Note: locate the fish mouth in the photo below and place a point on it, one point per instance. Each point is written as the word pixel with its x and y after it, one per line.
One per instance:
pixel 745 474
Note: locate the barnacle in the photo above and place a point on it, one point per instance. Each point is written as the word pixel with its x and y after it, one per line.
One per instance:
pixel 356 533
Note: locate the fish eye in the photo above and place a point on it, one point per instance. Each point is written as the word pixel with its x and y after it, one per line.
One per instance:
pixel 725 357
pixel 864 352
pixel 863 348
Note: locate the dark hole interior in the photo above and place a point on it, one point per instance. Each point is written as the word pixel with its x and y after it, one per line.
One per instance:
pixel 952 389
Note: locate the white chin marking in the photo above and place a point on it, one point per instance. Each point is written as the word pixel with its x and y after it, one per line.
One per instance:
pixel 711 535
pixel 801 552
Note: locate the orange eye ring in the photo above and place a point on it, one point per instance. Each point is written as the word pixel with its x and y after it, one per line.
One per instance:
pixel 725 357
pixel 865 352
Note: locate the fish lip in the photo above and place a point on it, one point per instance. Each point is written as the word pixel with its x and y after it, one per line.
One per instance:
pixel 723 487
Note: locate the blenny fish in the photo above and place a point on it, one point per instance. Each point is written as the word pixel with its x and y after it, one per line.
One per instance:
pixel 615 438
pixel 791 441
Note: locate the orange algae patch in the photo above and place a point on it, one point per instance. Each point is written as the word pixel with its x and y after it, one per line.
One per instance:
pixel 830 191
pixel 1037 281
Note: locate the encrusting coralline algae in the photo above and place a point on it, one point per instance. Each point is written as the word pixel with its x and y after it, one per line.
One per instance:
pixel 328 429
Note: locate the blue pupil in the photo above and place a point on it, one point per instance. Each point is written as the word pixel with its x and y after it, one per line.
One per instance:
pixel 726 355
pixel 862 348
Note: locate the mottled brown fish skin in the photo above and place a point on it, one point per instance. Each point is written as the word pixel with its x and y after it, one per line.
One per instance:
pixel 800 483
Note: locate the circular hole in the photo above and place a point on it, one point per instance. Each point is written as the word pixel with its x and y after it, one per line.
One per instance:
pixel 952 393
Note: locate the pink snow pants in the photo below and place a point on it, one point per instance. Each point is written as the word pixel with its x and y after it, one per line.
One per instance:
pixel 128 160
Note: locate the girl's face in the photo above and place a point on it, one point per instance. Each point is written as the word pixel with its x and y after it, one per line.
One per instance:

• WORK TO COMPLETE: Pull out every line of the listing above and reproduce each one word for word.

• FULL OUTPUT:
Note: locate the fish mouth in the photo below and place a point on it, one point per instance. Each point is written as the word pixel with its x and y after it, one per line.
One per instance:
pixel 745 474
Note: locate the barnacle in the photo above and place a point on it, one point per instance. Each point is written as the word pixel with its x and y after it, one per line.
One per instance:
pixel 356 533
Note: locate the fish eye in the photo above and place a point on it, one point per instance. Each point is written as the word pixel with its x and y after it, one per line.
One per instance:
pixel 725 357
pixel 864 352
pixel 863 348
Note: locate the dark hole interior in the photo above and place a point on it, one point per instance. Each point is written as the word pixel with its x and y after it, one per line.
One per instance:
pixel 952 389
Note: locate the white chin marking in the photo above and place a point on it, one point per instance. Each point is written as the word pixel with its x and y after it, one per line.
One per instance:
pixel 711 535
pixel 801 552
Note: locate the orange eye ring in the photo above and place a point on it, one point per instance. Each point is written as the word pixel with its x and y after it, one per line.
One per instance:
pixel 725 357
pixel 865 352
Note: locate the fish lip in the photo above and place a point on it, one point per instance. Each point is written as the word pixel with its x and y after it, one per line.
One per instance:
pixel 723 487
Note: locate the blenny fish in the photo above and place a point on it, one point per instance. Each point is written as the word pixel with its x and y after it, one per line.
One per instance:
pixel 615 438
pixel 791 441
Note: locate the orange algae patch in the photo above and place a point on it, one point per instance. Each point is written as the word pixel with its x and y after it, one per line.
One per instance:
pixel 830 191
pixel 1037 281
Note: locate the encrusting coralline algae in the photo above and place a point on it, one point per instance. Each point is written as the word pixel with its x and y after it, one per line.
One per instance:
pixel 328 429
Note: locate the blue pupil in the photo above and place a point on it, one point per instance. Each point is written as the word pixel with its x and y after it, one per line.
One per instance:
pixel 726 355
pixel 862 348
Note: locate the mottled brown fish skin in the photo above and place a point on it, one point per instance. Each point is written as the word pixel with its x and y after it, one per line.
One per instance:
pixel 800 483
Note: locate the circular hole in the photo above and place a point on it, one point per instance. Each point is written as the word pixel with its x and y after it, one per line.
One per instance:
pixel 952 393
Note: locate the pink snow pants in the photo below and place a point on it, one point per instance. Each point is written as the word pixel with its x and y after it, one per line.
One per instance:
pixel 128 160
Note: locate the girl's face in the photo above and place a point on it, one point per instance. Each point is written as the word pixel with its x and y after it, one per line.
One per instance:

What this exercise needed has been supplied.